_Цель задания 1_:
Воспроизведите без изменений часть приведённого отрывка: начните с места, где стоят слова «Меня приняли на», и остановитесь после слов «попасть в Лондон.».
_Цель задания 2_:
Ответьте по приведённому отрывку на вопросы:
(а) В каком городе прошла встреча с редактором Би-би-си?
(б) Сколько нужно было заплатить на человека за отказ от гражданства?
(в) Какой единственный документ был на руках после выезда из Советского Союза?

Квестура

Недели через три после экзамена меня известили, что из Лондона едет редактор с Би-би-си для собеседования. Встреча была в Риме, прошла хорошо, а еще месяца через полтора заказным письмом по почте пришел роскошный конверт, в котором лежал рабочий контракт.

Меня приняли на работу на Би-би-си.

Не могу сказать, что я загордился от будущей должности, но какую-то ответственность почувствовал. Например, перестал торговать на барахолке «Американо». Дело оставалось за малым — нам нужно было как-то попасть в Лондон.

Мы покинули Советский Союз без гражданства и паспортов. Их отобрали, поскольку тогда считалось, что человек, покидающий СССР, гражданином страны оставаться не может. За отказ от гражданства надо было еще заплатить по 500 рублей на человека (при средней зарплате в 120 рублей в месяц). Помню, в голове вертелась мысль — советский паспорт имеет отрицательную стоимость, каждый гражданин потенциально уже должен государству. Единственным документом у нас на руках была выездная виза — розовая бумажка с черно-белой фотографией. Вещь, с одной стороны, важная, с другой — совершенно бесполезная, поскольку действие визы закончилось на границе.

_Фрагмент источника_:
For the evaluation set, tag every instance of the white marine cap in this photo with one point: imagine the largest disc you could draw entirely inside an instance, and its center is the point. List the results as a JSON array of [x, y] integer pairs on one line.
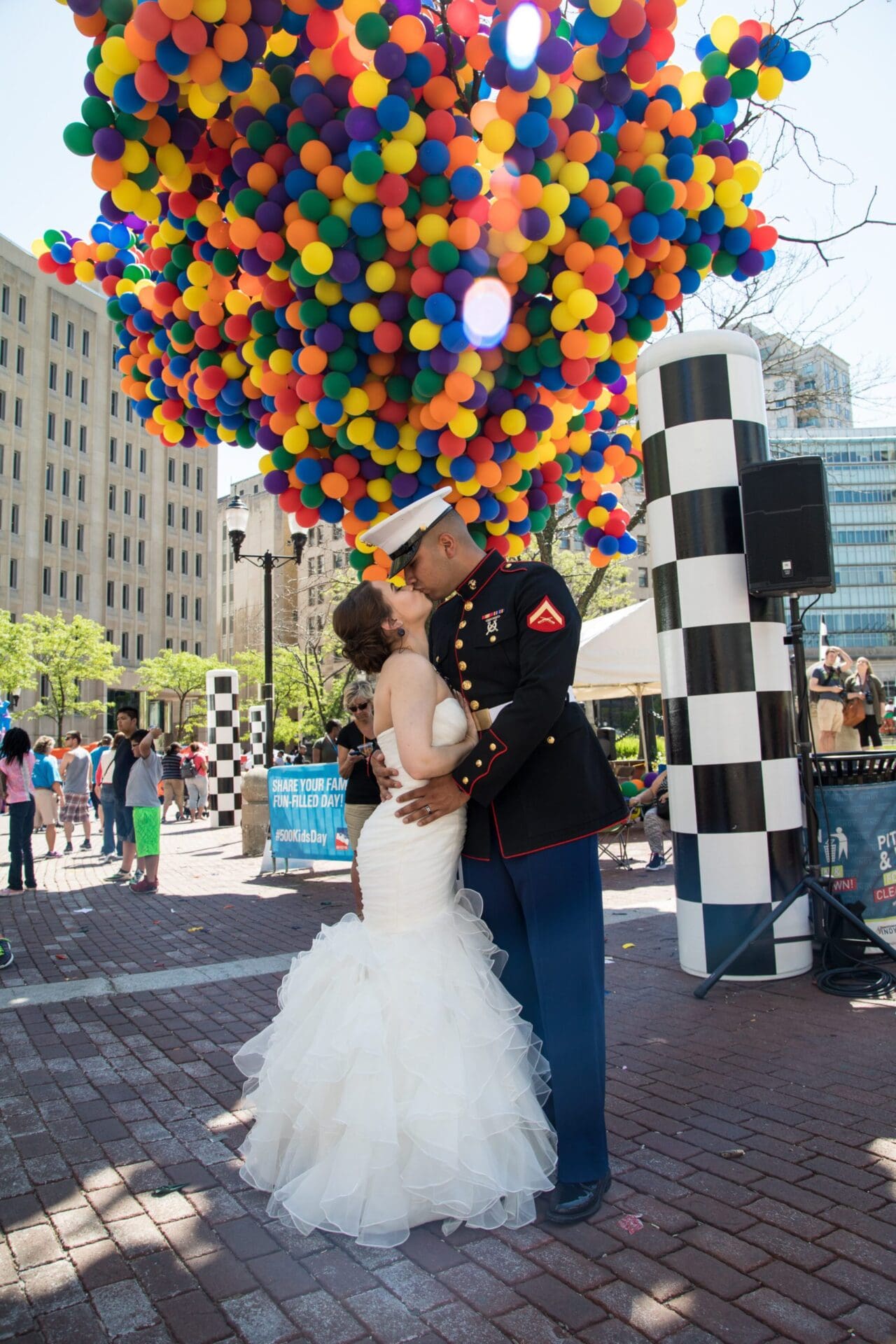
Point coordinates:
[[400, 534]]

_Результат 1_:
Меня приняли на работу на Би-би-си.

Не могу сказать, что я загордился от будущей должности, но какую-то ответственность почувствовал. Например, перестал торговать на барахолке «Американо». Дело оставалось за малым — нам нужно было как-то попасть в Лондон.

_Результат 2_:
(а) В Риме.
(б) 500 рублей.
(в) Выездная виза.